● Exercise objective: Each record below needs to be written out exactly as it appears.

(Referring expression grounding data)
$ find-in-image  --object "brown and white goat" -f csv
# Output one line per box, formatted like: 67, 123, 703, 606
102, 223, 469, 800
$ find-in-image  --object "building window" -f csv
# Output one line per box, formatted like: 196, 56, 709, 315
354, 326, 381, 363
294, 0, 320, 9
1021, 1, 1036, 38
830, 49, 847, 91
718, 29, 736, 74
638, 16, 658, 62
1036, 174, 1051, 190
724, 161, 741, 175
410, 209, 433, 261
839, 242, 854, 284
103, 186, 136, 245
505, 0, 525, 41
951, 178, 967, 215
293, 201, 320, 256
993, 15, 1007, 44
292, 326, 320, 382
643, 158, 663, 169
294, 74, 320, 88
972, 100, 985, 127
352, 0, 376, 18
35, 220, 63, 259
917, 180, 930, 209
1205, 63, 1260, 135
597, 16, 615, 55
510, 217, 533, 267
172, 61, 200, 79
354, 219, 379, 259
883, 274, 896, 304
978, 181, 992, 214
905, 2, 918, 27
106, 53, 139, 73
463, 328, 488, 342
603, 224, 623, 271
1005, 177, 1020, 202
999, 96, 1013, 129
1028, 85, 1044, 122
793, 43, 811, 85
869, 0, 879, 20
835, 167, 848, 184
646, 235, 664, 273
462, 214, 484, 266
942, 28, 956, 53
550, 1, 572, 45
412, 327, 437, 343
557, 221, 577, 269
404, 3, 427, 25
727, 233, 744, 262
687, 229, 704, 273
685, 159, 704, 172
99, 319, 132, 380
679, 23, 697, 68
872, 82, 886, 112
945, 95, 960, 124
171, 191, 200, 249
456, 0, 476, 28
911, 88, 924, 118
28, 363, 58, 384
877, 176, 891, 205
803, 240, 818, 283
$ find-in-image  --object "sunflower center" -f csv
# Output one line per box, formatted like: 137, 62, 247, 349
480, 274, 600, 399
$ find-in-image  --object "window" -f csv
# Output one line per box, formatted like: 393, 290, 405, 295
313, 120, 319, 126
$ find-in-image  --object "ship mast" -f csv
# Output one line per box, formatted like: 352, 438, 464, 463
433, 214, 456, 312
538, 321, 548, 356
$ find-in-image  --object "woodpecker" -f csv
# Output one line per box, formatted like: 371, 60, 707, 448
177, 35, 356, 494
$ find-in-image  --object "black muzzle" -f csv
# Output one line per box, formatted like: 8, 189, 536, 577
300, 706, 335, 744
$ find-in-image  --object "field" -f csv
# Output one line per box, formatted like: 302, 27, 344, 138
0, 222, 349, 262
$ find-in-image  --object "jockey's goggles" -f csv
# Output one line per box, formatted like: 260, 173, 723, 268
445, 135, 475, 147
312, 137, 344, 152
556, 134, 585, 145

● Exercise solution:
$ find-in-image  --object "brown and white goat" -f csv
# Output one line per box, formatted like: 67, 123, 703, 606
102, 223, 469, 800
$ find-in-image  --object "building window" -f csv
# Output one line per box, formatted like: 196, 56, 709, 315
354, 326, 381, 363
294, 0, 320, 9
1021, 1, 1036, 38
830, 49, 847, 91
718, 29, 736, 74
638, 16, 658, 62
1036, 174, 1051, 190
724, 161, 741, 175
410, 209, 433, 261
839, 242, 854, 284
103, 186, 136, 245
505, 0, 525, 41
951, 178, 967, 215
293, 201, 320, 256
993, 15, 1007, 44
292, 326, 320, 382
643, 158, 663, 169
294, 74, 320, 88
972, 100, 985, 127
352, 0, 376, 18
35, 220, 63, 259
917, 180, 930, 209
1205, 63, 1260, 135
597, 16, 615, 55
510, 217, 533, 267
172, 61, 200, 79
354, 219, 379, 259
883, 274, 896, 304
978, 181, 992, 214
905, 2, 918, 27
106, 53, 139, 73
463, 328, 488, 342
603, 224, 623, 271
1005, 177, 1020, 202
999, 96, 1013, 129
1028, 85, 1044, 122
793, 43, 811, 85
869, 0, 879, 20
835, 167, 848, 184
646, 235, 664, 273
462, 214, 484, 266
942, 28, 956, 53
550, 1, 572, 45
412, 327, 437, 343
557, 221, 577, 269
404, 3, 427, 25
727, 233, 744, 262
687, 229, 704, 273
685, 159, 704, 172
99, 319, 132, 380
679, 23, 697, 68
872, 82, 886, 112
945, 95, 960, 124
171, 191, 200, 249
456, 0, 476, 28
911, 88, 924, 118
28, 363, 58, 384
877, 176, 891, 205
803, 240, 818, 283
$ find-in-image  --object "sunflower center" -f csv
# Output one line per box, formatted like: 137, 62, 247, 349
480, 274, 600, 399
$ find-in-image  --object "window" -f csv
# Output one line per box, formatted like: 393, 290, 405, 295
313, 120, 319, 126
$ find-in-image  --object "ship mast" -f csv
# Output one line per box, formatted like: 352, 438, 464, 463
433, 214, 456, 312
538, 321, 548, 356
$ find-in-image  --object "woodpecker" -f csv
# Output one line per box, formatted like: 371, 60, 707, 448
177, 35, 356, 494
$ find-in-image  --object "black muzzle" -f csv
# Output one line per box, formatted like: 8, 189, 536, 577
300, 706, 335, 744
$ find-in-image  --object "field" -f csv
# Output one line per box, formatted like: 302, 27, 344, 138
0, 222, 349, 262
$ find-in-image  --object "jockey's goggles" -f csv
# Output one line per box, formatted like: 260, 173, 723, 268
445, 135, 475, 147
312, 137, 344, 152
556, 134, 585, 145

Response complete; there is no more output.